Entries from a pointing dataset:
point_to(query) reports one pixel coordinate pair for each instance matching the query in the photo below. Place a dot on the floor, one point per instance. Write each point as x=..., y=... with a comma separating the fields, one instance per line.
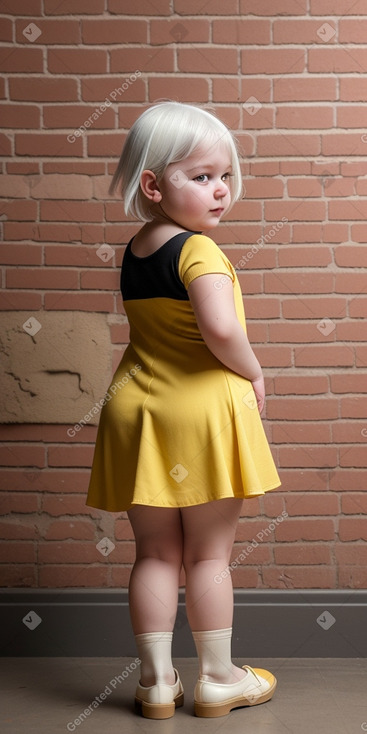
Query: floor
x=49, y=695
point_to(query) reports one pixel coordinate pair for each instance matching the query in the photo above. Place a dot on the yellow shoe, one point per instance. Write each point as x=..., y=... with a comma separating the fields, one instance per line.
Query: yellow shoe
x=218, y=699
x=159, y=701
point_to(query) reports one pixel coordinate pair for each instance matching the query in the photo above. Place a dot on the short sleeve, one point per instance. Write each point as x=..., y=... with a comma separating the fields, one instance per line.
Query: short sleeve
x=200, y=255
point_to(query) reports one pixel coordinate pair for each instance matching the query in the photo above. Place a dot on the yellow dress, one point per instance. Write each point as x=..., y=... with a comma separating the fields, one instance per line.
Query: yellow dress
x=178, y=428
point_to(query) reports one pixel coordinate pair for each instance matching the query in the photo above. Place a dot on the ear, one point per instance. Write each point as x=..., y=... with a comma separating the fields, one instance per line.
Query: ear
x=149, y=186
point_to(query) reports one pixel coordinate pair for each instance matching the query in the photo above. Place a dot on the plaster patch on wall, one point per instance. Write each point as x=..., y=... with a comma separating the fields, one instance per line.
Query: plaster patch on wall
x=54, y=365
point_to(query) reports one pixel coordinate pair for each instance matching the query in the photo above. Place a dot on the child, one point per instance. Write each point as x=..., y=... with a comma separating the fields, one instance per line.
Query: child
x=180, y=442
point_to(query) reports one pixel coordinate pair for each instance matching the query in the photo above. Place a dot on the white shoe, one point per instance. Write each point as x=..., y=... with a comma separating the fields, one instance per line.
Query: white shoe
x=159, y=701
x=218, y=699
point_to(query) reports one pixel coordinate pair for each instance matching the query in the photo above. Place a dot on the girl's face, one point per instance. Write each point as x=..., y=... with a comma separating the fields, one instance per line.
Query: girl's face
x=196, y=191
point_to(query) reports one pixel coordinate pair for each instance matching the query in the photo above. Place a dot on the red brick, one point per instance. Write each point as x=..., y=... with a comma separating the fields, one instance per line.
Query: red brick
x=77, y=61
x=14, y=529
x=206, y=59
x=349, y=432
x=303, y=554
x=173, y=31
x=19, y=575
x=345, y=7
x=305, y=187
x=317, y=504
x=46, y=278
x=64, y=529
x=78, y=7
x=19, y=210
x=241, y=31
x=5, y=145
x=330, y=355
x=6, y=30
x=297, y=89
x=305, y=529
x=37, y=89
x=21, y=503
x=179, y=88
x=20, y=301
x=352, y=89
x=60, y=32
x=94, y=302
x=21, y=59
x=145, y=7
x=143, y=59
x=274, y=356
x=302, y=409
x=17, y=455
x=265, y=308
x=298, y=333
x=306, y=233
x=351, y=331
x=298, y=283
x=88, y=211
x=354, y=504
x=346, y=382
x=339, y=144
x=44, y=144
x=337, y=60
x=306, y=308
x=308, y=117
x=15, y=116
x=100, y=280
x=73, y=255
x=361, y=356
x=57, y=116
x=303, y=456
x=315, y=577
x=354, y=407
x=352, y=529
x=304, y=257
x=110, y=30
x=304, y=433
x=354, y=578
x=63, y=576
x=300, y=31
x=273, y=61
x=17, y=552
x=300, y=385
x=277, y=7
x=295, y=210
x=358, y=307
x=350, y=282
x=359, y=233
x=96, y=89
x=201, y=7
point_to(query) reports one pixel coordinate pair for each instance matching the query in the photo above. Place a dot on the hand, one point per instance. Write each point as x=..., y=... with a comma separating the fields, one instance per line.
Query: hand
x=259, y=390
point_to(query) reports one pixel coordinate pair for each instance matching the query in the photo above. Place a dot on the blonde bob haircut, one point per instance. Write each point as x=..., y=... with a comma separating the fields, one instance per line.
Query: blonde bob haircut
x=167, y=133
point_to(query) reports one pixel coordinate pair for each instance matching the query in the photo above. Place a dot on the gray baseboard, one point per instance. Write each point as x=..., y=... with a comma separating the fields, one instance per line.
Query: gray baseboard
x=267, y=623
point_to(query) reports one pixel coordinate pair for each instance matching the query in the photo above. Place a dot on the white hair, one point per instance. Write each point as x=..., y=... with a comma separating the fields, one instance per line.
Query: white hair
==
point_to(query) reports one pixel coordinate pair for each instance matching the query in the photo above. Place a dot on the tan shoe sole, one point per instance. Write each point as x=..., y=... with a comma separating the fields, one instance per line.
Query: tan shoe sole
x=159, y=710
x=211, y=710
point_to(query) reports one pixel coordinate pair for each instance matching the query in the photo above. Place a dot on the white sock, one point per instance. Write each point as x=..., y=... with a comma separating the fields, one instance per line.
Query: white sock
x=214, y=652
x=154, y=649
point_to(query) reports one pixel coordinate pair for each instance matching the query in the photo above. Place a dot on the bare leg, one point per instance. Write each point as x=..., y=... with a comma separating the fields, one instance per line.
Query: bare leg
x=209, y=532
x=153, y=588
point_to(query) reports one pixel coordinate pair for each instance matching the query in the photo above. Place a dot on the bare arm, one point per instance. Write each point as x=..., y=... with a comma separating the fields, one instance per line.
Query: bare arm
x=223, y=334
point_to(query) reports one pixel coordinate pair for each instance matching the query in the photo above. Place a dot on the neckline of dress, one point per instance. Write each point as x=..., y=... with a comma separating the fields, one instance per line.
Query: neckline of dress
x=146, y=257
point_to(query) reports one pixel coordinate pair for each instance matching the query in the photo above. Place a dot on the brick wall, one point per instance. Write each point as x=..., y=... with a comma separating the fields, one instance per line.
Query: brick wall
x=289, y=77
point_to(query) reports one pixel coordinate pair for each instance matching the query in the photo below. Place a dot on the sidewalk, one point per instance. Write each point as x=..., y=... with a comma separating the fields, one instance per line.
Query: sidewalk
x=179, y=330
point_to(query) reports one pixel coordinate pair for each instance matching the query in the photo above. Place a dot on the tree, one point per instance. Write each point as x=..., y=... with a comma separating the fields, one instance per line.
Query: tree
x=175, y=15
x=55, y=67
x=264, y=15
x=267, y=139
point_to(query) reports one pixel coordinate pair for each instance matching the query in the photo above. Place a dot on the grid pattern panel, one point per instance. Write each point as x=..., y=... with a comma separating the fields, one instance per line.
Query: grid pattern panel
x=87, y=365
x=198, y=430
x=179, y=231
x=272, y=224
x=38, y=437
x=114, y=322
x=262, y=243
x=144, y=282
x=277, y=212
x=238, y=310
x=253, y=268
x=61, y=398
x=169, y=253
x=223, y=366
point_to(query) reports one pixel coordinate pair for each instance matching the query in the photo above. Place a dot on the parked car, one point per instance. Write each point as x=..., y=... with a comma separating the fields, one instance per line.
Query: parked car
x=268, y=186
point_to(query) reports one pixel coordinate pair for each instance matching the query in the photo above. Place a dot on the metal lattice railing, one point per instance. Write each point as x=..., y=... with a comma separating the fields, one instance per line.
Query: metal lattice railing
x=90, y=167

Requirement:
Return, line for line and unchanged, the part of the records that opens with the line containing "the tan shoe" and closes with the line containing "x=211, y=710", including both of those lines.

Written solution:
point_to(query) reports one pixel coordinate pair for each instance matching the query in the photo above. Place a dot on the tan shoe sole, one point per instance. Write each point as x=..., y=... with a comma separating the fields, one instance per line.
Query: tan shoe sole
x=159, y=710
x=211, y=710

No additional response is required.